DO THIS.
Rewrite the listing below with every "the above photograph" swapped for "this photo" and nothing else altered. Omit the pictures from your answer.

DATA IN THIS EXERCISE.
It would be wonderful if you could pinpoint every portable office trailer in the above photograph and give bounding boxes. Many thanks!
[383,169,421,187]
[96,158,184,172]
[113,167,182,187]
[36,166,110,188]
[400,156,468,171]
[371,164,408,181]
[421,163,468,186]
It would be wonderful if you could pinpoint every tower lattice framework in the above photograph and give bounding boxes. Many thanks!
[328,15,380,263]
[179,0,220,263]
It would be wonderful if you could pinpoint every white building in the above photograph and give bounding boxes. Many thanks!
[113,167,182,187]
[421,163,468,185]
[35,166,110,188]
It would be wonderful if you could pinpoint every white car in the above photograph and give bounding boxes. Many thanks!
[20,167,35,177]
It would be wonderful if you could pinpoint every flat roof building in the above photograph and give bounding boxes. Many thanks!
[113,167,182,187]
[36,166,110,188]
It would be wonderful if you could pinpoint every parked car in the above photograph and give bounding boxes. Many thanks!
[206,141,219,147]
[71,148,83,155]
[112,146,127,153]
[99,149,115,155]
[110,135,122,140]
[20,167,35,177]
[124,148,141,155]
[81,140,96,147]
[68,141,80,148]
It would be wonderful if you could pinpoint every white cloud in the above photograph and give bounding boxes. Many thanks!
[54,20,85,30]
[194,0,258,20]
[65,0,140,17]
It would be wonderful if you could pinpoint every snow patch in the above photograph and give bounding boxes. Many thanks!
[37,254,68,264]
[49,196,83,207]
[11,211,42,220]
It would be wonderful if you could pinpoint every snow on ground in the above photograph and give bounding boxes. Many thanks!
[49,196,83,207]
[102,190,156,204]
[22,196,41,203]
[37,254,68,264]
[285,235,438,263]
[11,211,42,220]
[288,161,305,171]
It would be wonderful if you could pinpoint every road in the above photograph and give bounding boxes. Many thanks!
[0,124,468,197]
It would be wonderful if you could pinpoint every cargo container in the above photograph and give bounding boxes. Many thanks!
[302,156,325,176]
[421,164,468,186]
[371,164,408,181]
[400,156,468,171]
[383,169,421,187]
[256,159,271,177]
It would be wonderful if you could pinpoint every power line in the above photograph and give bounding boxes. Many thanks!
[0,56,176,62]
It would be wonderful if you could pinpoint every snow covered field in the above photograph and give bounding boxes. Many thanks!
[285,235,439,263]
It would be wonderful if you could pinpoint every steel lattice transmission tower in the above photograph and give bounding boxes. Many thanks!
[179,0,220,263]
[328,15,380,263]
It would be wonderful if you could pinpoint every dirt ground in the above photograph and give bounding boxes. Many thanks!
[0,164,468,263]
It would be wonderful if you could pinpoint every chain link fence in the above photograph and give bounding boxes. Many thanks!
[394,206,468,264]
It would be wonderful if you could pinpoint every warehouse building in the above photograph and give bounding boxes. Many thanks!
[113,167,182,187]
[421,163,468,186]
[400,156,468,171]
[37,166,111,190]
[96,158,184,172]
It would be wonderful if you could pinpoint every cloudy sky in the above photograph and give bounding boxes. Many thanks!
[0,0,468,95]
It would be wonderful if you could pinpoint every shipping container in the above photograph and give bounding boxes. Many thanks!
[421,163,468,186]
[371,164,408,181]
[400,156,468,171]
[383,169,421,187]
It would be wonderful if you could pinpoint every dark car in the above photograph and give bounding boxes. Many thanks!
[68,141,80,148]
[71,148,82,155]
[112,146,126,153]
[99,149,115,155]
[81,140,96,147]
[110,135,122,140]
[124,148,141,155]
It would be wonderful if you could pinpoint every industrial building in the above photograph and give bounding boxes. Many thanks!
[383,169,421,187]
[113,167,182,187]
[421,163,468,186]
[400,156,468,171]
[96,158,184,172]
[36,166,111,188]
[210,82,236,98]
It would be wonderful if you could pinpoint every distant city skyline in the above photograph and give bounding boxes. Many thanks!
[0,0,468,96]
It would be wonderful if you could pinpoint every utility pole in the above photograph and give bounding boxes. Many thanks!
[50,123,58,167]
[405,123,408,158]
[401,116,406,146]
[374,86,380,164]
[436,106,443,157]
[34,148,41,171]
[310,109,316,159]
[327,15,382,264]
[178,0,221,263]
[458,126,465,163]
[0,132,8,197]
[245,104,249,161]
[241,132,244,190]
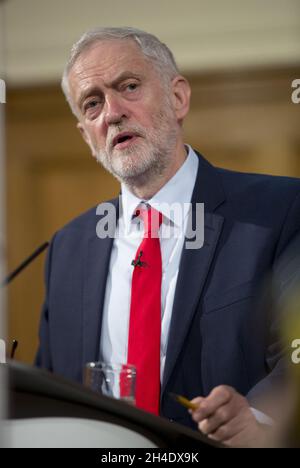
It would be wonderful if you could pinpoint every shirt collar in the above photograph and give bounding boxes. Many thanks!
[121,145,199,229]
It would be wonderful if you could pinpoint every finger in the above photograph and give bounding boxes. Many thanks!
[193,385,236,422]
[209,415,251,444]
[196,404,235,434]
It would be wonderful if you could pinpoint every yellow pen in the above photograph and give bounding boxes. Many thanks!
[169,393,198,410]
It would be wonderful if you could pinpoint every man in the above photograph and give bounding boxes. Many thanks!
[37,28,300,446]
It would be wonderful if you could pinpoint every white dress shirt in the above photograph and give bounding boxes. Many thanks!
[100,147,199,380]
[100,146,273,425]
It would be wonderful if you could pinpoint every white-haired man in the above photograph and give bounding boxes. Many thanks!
[37,28,300,446]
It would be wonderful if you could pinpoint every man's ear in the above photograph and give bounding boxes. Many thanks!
[77,122,96,157]
[172,75,191,124]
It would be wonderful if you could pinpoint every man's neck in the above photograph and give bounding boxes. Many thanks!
[126,144,187,200]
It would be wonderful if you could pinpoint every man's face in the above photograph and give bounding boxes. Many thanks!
[69,40,180,183]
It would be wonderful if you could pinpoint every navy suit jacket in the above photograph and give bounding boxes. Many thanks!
[36,155,300,427]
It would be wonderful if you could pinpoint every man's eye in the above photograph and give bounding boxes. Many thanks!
[126,83,138,91]
[84,99,99,112]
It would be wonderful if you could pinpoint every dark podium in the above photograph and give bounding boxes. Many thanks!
[4,361,218,450]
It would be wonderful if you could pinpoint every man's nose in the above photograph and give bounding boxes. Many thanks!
[104,95,128,126]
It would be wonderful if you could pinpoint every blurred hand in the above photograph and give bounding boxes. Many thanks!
[189,385,270,447]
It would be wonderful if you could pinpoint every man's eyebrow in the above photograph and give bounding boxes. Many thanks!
[78,86,102,109]
[109,70,142,88]
[78,71,142,109]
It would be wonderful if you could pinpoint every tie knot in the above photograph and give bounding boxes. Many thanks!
[135,206,162,237]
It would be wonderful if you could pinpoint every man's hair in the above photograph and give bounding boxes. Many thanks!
[61,27,179,115]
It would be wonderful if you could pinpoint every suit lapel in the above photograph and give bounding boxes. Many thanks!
[83,196,119,365]
[161,155,225,395]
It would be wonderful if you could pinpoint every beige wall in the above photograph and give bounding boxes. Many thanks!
[7,67,300,362]
[5,0,300,362]
[0,3,6,436]
[6,0,300,84]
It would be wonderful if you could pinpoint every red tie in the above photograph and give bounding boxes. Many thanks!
[127,208,162,415]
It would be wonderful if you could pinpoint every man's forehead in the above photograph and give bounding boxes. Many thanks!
[70,39,149,75]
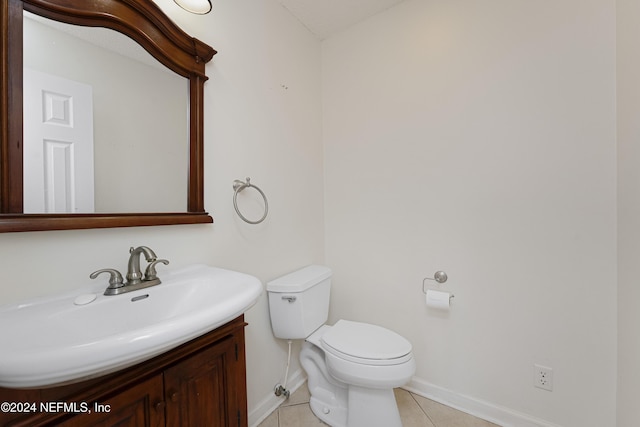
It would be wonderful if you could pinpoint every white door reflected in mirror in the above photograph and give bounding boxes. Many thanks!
[23,68,94,213]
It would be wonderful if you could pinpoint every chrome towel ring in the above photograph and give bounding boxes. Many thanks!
[233,177,269,224]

THE OUTPUT.
It would be wonderful if you could pinpoint every portable office trailer in this photo and give bounding boxes. Many thanks!
[383,169,421,187]
[96,158,184,172]
[113,167,182,187]
[36,166,110,188]
[400,156,468,171]
[371,164,408,181]
[421,163,468,186]
It would be wonderful if you could pinpoint every tower lattice framework in this photo and give bounding boxes. Many thanks!
[328,15,380,263]
[179,0,220,263]
It would be wonderful if you could pinpoint every white building in this photo and give bounding boxes. Many thanks!
[113,167,182,187]
[421,163,468,185]
[35,166,110,188]
It would be wonderful if you could pinpoint every white car in this photo and give bounding boxes. Many thanks!
[20,167,35,177]
It would be wonderful if you could pinpoint every flat roof building in this photo and give bounding boxes. Many thanks!
[113,167,182,187]
[36,166,110,188]
It would be wonderful if you could pinpoint every parked car in this photo and give bounding boxes. Many thanks!
[206,141,219,147]
[71,148,83,155]
[112,146,127,153]
[99,149,115,155]
[110,135,122,140]
[20,167,35,177]
[124,148,141,155]
[81,140,96,147]
[68,141,80,148]
It would be wonderful if you could pinpoint every white cloud in this photo and give bounding boxes. Many thanks!
[54,20,85,30]
[194,0,258,20]
[65,0,140,17]
It would be wonderful if you could pinpoint every snow patch in this photo and give bounding boxes. Many thanks!
[37,254,68,264]
[49,196,83,207]
[11,211,42,220]
It would be wonderful if you could pinpoint every snow on ground in this photo and give bounding boxes. Many thanks!
[49,196,83,207]
[102,190,156,204]
[22,196,41,203]
[37,254,68,264]
[285,235,438,263]
[11,211,42,220]
[288,161,305,171]
It would be wonderful if you could pinpoint every road in this photo and give bounding boxes. Many thanks!
[0,124,468,197]
It would be wonderful if you could pinpoint every cargo container in this photo and give bounding boxes. Many thanks!
[302,156,325,176]
[421,164,468,186]
[371,164,408,181]
[400,156,468,171]
[383,169,421,187]
[256,159,271,177]
It would be wonderful if you could pinpoint every power line in this photo and give bounding boxes. Many thanks!
[0,56,176,62]
It would be wonderful if you could pinpoint every snow covered field in this photo and give bounding boxes. Many thanks!
[285,235,439,263]
It would be wonderful if you could pinpoint every steel lattice transmission tower in this photo and give bounding boxes. Many thanks!
[179,0,220,263]
[328,15,380,263]
It would be wonderful if you could pinpoint every dirt ground in this photo and give bounding boxes. Many thanks!
[0,164,468,263]
It would be wonderful if you could pinpoint every chain link fence in this photo and give bounding boxes. Many thanks!
[394,206,468,264]
It would be wonderful if you could pinpoint every warehouse building in this photo and give bounding boxes. Many thanks!
[113,167,182,187]
[421,163,468,186]
[400,156,468,171]
[37,166,111,190]
[96,158,184,172]
It would be wonderful if you could pinpoint every cloudy sky in this photo and give bounding boxes. Many thanks!
[0,0,468,95]
It would be wonderful if you could pinpoint every shipping container in this photo and give bounding boxes. Many thanks!
[421,163,468,186]
[371,164,408,181]
[400,156,468,171]
[383,169,421,187]
It would be wonderful if you could pinpoint every dark car in this photo and give bounding boxes. Many thanks!
[68,141,80,148]
[71,148,82,155]
[112,146,126,153]
[99,149,115,155]
[81,140,96,147]
[110,135,122,140]
[124,148,141,155]
It would be wonderful if you could pinpoint every industrial building in this photo and give bounding boxes. Many thanks!
[383,169,421,187]
[113,167,182,187]
[421,163,468,186]
[400,156,468,171]
[96,158,184,172]
[36,166,111,188]
[210,82,236,98]
It would be wonderful if you could pinpoint every distant city skyline in this photo and give bounding boxes. Many thanks!
[0,0,468,96]
It would be wonderful if you could pinpoint every utility pole in this photo and give bounding boxes. Many thanks!
[50,123,58,167]
[405,123,408,158]
[401,116,406,146]
[374,86,380,164]
[436,106,443,157]
[34,148,41,171]
[310,109,316,159]
[327,15,382,264]
[178,0,221,263]
[458,126,465,163]
[0,132,8,197]
[245,104,249,161]
[241,132,244,190]
It would be wonderful if you could pinpoint every shirt collar in this photo and give bounding boxes. Many thanks!
[121,145,199,229]
It would be wonderful if you could pinpoint every finger in this photo and give bounding boxes. Many thanks!
[193,385,236,422]
[209,415,251,444]
[196,404,235,434]
It would be wonderful if you could pinpoint every yellow pen in this photo and give bounding boxes. Many thanks!
[169,393,198,410]
It would be wonderful if you could pinpoint every man in this photo and give bounding boxes. Many thanks!
[37,28,300,446]
It would be wonderful if you could pinpoint every white dress shirt in this photo and give bounding boxes. Many thanks!
[100,147,199,380]
[100,146,273,425]
It would be wonderful if you could pinpoint every white-haired man in this photo and give bounding boxes. Many thanks!
[37,28,300,446]
It would be wonderful if you could pinpoint every man's ear in this photo and give bounding boxes. Many thanks!
[77,122,96,157]
[172,75,191,124]
It would be wonderful if you could pinpoint every man's neck in this photo and give bounding boxes. Many thanks!
[126,144,187,200]
It would be wonderful if you could pinpoint every man's face in this photo and give bounding boxes. Many thanks!
[69,40,180,183]
It would be wonderful if you could pinpoint every navy suit jacket in this photo and give bounding boxes. Many thanks!
[36,155,300,427]
It would be wonderful if you could pinpoint every man's eye in this photo and give bounding boxes. Many thanks!
[126,83,138,91]
[84,99,99,112]
It would be wonderful if you could pinpoint every dark podium in this photo and give bounding boxes. Many thanks!
[4,361,218,450]
It would be wonderful if you could pinpoint every man's nose in this photo and give bounding boxes. Many thanks!
[104,95,128,126]
It would be wonderful if you could pinpoint every blurred hand in this photo and give bounding boxes. Many thanks!
[189,385,270,447]
It would be wonderful if you could pinpoint every man's eyebrow in this photo and give bounding boxes. Many thanks!
[78,86,102,109]
[109,70,142,88]
[78,71,142,109]
It would be wonderful if you could pinpoint every tie knot in this photo and give bounding boxes. Many thanks!
[135,206,162,237]
It would be wonderful if you could pinpoint every man's hair in this photo and give bounding boxes. Many thanks!
[61,27,179,115]
It would be wonderful if you could pinpoint every suit lapel in this photo and give bounding boxes. Many thanks!
[83,196,119,365]
[161,155,225,395]
It would be wonderful if you could pinpoint every beige wall in this photo and give bounding boxes. Many thanks!
[7,67,300,362]
[5,0,300,362]
[0,3,6,436]
[6,0,300,84]
It would be wonderful if you could pinpoint every red tie in this photo and give bounding boxes. Many thanks!
[127,208,162,415]
It would be wonderful if you could pinpoint every man's forehead in this photo and give bounding boxes. Many thanks!
[70,39,149,75]
It would be wonderful if you could pinpoint every white door reflected in mirror in this photo and give bounding boxes. Many thanks!
[23,68,94,213]
It would be wonderful if you could pinpoint every chrome towel ring in this photo and give bounding boxes. Many thanks!
[233,177,269,224]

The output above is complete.